→ Exercise brief:
Lay out every line of the listing below as a Markdown table with the columns "No." and "Entry". Put the row number under "No." and the line under "Entry", and leave out blank lines.
═════ Dataset content
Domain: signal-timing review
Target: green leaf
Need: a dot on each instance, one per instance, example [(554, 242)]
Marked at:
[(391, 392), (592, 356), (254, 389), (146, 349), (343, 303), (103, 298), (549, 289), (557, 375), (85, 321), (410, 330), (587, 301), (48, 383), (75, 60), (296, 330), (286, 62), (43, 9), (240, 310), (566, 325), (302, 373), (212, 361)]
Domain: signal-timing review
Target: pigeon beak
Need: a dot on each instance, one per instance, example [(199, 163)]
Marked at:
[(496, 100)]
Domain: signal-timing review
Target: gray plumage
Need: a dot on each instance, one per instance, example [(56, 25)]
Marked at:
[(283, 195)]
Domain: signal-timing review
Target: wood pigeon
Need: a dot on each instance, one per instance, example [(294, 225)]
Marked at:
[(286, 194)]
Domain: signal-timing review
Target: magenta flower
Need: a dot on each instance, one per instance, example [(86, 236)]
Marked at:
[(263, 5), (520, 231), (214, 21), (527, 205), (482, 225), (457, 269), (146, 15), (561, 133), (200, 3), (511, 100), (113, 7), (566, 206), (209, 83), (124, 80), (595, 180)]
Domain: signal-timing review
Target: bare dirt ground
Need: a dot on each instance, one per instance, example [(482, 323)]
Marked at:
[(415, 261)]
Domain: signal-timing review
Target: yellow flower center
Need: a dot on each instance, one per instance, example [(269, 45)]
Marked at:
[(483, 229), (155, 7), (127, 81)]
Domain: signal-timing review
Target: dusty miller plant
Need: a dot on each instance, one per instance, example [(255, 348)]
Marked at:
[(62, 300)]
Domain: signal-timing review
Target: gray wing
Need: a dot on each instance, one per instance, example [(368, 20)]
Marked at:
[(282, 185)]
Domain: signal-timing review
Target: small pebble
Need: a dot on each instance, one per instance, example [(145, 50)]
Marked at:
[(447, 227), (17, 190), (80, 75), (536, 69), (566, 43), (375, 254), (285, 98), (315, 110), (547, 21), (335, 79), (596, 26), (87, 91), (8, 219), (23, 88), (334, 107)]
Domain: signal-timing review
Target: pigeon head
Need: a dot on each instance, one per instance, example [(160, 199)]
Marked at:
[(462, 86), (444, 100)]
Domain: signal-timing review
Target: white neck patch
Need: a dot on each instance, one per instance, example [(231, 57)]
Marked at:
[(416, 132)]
══════════
→ Output:
| No. | Entry |
|---|---|
| 1 | Domain: signal-timing review |
| 2 | Target: green leaf |
| 3 | Need: a dot on each instance, one per instance, example [(554, 242)] |
| 4 | Marked at: |
| 5 | [(391, 392), (592, 356), (254, 389), (146, 349), (343, 303), (103, 298), (549, 289), (557, 375), (85, 321), (410, 330), (587, 301), (48, 383), (75, 60), (296, 330), (286, 62), (43, 9), (240, 310), (566, 325), (302, 373), (212, 361)] |
| 6 | Domain: signal-timing review |
| 7 | Target: pigeon beak |
| 8 | Need: a dot on each instance, one per instance, example [(199, 163)] |
| 9 | Marked at: |
| 10 | [(496, 100)] |
| 11 | Domain: signal-timing review |
| 12 | Target: gray plumage |
| 13 | Need: a dot on each instance, one per instance, example [(56, 25)] |
| 14 | Marked at: |
| 15 | [(283, 195)] |
| 16 | Domain: signal-timing review |
| 17 | Target: wood pigeon |
| 18 | Need: a dot on each instance, one per instance, example [(294, 225)] |
| 19 | Marked at: |
| 20 | [(286, 194)] |
| 21 | Domain: signal-timing review |
| 22 | Target: magenta flower |
| 23 | Need: a dot on each instance, one per instance, example [(86, 236)] |
| 24 | Marked at: |
| 25 | [(263, 5), (520, 231), (214, 21), (527, 205), (482, 225), (457, 269), (146, 15), (561, 133), (200, 3), (511, 100), (113, 7), (566, 206), (209, 83), (124, 80), (595, 180)] |
| 26 | Domain: signal-timing review |
| 27 | Target: bare dirt ground |
| 28 | Need: a dot on each instance, one per instance, example [(482, 323)] |
| 29 | Marked at: |
| 30 | [(415, 261)] |
| 31 | Domain: signal-timing review |
| 32 | Target: yellow flower center |
| 33 | Need: a dot on each instance, one per instance, example [(269, 45)] |
| 34 | Marked at: |
| 35 | [(483, 229), (155, 7), (127, 81)] |
| 36 | Domain: signal-timing review |
| 37 | Target: dusty miller plant |
| 38 | Need: a dot on each instance, one per instance, example [(255, 348)] |
| 39 | Marked at: |
| 40 | [(62, 300)] |
| 41 | Domain: signal-timing review |
| 42 | Target: gray wing |
| 43 | Need: a dot on each instance, one per instance, example [(368, 20)] |
| 44 | Marked at: |
| 45 | [(282, 185)] |
| 46 | Domain: signal-timing review |
| 47 | Target: small pebble |
| 48 | Need: a dot on each instance, one per instance, example [(145, 50)] |
| 49 | Marked at: |
| 50 | [(447, 227), (17, 190), (80, 75), (536, 69), (566, 43), (375, 254), (285, 98), (315, 110), (547, 21), (335, 79), (596, 26), (87, 91), (8, 219), (23, 88), (334, 107)] |
| 51 | Domain: signal-timing review |
| 52 | Target: pigeon head |
| 53 | Need: a dot on each instance, one per instance, example [(160, 199)] |
| 54 | Marked at: |
| 55 | [(462, 86), (444, 100)] |
| 56 | Domain: signal-timing review |
| 57 | Target: white neck patch |
| 58 | Need: a dot on each instance, one per instance, example [(231, 57)] |
| 59 | Marked at: |
| 60 | [(416, 132)] |